## Your tasks
a) Copy out the passage of the article on antisemitism lawfare between "Antisemitism lawsuits prove" and "to costly lawsuits?", inclusive.
b) Translate this sentence from the article on antisemitism lawfare into Spanish: "Around the Bay Area, Oakland Unified, Berkeley Unified and Sequoia Union have been sued."
c) According to the article on antisemitism lawfare, which law firm picked up the case against San Leandro Unified School District?

(Don Harder via Flickr CC BY-NC 2.0)
(Don Harder via Flickr CC BY-NC 2.0)

I learned a new word recently: lawfare. Apparently this word has been around for a while, but it’s new to me. While typically used to describe the use of the law to achieve national security ends, it feels apt to describe what’s happening now all over California, the United States and the globe in my name as a Jew. 

We are being towed under by a relentless wave of antisemitism lawfare that aims to control the conversation about Israel and Palestine and silence any dissent.

At this point, you’d be hard pressed to throw a dart at a map of California and hit a school district that hasn’t been sued over allegations of antisemitism. Around the Bay Area, Oakland Unified, Berkeley Unified and Sequoia Union have been sued. And in the most recent spate, the school district I work for, San Leandro Unified, has come under attack. The Brandeis Center for Human Rights Under Law and StandWithUs have even sued the state of California as a whole.

These lawsuits, while being undertaken in the name of Jewish safety, do precisely the opposite by positioning Jews in opposition to other students and teachers. The unrelenting lawfare saps resources from deeply under-resourced public school districts and feeds the stereotype of Jews controlling institutions. It also frays the bonds of solidarity between Jews and other marginalized groups because these lawsuits tend to treat antisemitism as unlike, and even more important than, any other form of discrimination.  

School districts around the Bay Area are facing budget cuts as enrollment declines — plus, the final emergency Covid funding dried up last year. Some districts are forced to make massive layoffs, like Oakland Unified School District, which had to pink slip over 400 teaching positions this year

Antisemitism lawsuits prove tremendously costly for districts that are forced to pay legal fees and settlements, divert hours of administrators’ time and attention, and mandate districts to contract with organizations to provide expensive antisemitism training for staff. Both education and tzedakah (acts of righteousness or justice) are core Jewish tenets — so why do we, as Jews, condone the siphoning of funds away from our public schools to respond to costly lawsuits?

As Jews, we need to soundly reject the antisemitic trope of a Jewish cabal influencing and controlling institutions. But the optics of these lawsuits are hard to ignore: massive global law firms stepping in pro bono to sue local school districts with high-powered legal teams launching a coordinated attack. 

In the case of my workplace, San Leandro Unified School District, the law firm of Ropes & Gray picked up the case. What can our tiny district do against this level of legal firepower? I believe we need to recognize such lawsuits as part of the MAGA-aligned Project Esther, a coordinated nationwide attempt to silence any criticism of Israel. Project Esther, the Heritage Foundation’s authoritarian effort, labels anyone who expresses support for Palestinians as part of a “global Hamas Support Network” and states explicitly: “We must wage lawfare.”

Dataset entries:
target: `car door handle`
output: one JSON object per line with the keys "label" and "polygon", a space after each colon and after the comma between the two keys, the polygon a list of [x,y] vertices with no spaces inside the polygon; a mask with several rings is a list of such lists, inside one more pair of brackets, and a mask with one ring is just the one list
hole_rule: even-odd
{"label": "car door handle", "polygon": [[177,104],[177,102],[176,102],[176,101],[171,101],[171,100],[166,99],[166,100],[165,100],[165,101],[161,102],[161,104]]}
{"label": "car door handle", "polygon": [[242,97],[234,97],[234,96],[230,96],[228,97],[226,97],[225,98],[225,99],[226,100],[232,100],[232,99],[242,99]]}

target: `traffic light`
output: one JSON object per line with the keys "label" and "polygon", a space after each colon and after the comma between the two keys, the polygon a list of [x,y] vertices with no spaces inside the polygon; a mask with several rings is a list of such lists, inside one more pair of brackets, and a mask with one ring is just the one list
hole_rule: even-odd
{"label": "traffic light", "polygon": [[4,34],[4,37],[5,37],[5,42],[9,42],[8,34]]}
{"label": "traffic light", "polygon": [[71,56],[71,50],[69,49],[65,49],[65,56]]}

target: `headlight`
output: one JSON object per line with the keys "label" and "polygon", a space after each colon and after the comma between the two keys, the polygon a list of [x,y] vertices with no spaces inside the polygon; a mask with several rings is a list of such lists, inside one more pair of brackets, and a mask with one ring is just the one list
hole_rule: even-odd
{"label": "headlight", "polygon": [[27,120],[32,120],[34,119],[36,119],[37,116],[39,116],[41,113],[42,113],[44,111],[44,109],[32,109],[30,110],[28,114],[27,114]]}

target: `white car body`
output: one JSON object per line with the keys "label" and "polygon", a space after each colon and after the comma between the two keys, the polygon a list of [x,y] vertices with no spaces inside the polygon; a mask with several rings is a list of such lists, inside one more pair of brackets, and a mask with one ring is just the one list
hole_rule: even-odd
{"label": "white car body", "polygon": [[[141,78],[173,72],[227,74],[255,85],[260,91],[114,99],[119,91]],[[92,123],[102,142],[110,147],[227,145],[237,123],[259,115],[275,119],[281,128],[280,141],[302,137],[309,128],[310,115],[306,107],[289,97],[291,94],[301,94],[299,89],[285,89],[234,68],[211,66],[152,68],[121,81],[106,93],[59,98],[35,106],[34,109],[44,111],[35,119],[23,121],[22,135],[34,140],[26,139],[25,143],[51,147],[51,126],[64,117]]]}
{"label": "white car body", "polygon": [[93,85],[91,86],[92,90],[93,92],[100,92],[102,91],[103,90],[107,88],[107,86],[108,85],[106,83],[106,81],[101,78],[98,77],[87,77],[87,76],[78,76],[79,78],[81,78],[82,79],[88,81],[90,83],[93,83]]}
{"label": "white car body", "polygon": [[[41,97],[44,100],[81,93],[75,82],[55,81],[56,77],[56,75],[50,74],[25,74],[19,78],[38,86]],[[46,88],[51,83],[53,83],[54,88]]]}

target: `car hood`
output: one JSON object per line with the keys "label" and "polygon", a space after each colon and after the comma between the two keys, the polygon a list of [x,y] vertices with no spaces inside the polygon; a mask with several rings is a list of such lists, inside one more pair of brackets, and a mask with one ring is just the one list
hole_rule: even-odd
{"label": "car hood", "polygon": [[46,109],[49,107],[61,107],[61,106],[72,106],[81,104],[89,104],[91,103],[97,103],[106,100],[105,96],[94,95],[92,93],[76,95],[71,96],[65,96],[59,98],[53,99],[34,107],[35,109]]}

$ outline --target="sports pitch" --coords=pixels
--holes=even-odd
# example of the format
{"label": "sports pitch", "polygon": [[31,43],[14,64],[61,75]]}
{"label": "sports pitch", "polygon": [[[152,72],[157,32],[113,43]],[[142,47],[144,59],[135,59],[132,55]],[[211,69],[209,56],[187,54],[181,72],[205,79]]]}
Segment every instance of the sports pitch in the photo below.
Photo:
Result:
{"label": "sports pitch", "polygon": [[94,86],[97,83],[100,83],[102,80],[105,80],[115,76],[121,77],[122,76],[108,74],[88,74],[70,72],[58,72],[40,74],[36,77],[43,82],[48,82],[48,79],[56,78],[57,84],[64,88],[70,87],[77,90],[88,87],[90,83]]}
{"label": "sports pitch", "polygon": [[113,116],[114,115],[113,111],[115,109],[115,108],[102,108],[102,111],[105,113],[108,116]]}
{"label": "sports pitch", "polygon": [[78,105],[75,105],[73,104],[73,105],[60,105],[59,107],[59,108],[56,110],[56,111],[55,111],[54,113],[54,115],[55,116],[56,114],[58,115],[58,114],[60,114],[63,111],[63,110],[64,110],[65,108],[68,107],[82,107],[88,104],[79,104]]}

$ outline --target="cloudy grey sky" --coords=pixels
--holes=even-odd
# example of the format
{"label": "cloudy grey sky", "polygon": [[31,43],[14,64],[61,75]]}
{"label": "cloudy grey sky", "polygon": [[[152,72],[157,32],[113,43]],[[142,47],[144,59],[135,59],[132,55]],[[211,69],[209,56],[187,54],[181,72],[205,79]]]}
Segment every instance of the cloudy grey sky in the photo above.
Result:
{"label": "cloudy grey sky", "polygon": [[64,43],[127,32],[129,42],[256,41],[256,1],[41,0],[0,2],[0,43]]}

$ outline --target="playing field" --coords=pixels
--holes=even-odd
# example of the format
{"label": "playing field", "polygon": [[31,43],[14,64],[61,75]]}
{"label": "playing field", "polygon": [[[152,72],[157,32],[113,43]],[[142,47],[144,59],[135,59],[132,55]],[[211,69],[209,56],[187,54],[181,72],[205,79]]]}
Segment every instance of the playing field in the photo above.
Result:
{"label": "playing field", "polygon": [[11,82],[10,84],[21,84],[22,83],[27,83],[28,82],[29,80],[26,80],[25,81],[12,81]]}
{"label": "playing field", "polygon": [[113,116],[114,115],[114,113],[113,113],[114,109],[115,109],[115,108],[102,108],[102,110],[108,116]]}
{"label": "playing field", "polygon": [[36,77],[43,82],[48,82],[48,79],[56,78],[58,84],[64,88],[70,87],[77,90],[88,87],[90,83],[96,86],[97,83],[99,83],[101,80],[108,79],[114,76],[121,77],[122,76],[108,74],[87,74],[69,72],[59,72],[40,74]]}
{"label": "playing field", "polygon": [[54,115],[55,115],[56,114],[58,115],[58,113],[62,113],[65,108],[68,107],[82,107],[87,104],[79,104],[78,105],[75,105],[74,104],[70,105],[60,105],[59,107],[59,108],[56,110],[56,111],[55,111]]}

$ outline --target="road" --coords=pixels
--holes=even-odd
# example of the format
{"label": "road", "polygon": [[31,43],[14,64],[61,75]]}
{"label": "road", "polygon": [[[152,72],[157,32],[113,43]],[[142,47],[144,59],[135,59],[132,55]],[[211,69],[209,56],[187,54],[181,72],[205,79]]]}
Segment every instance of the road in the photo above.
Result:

## Solutions below
a)
Antisemitism lawsuits prove tremendously costly for districts that are forced to pay legal fees and settlements, divert hours of administrators’ time and attention, and mandate districts to contract with organizations to provide expensive antisemitism training for staff. Both education and tzedakah (acts of righteousness or justice) are core Jewish tenets — so why do we, as Jews, condone the siphoning of funds away from our public schools to respond to costly lawsuits?

b) En el Área de la Bahía, se han presentado demandas contra Oakland Unified, Berkeley Unified y Sequoia Union.

c) Ropes & Gray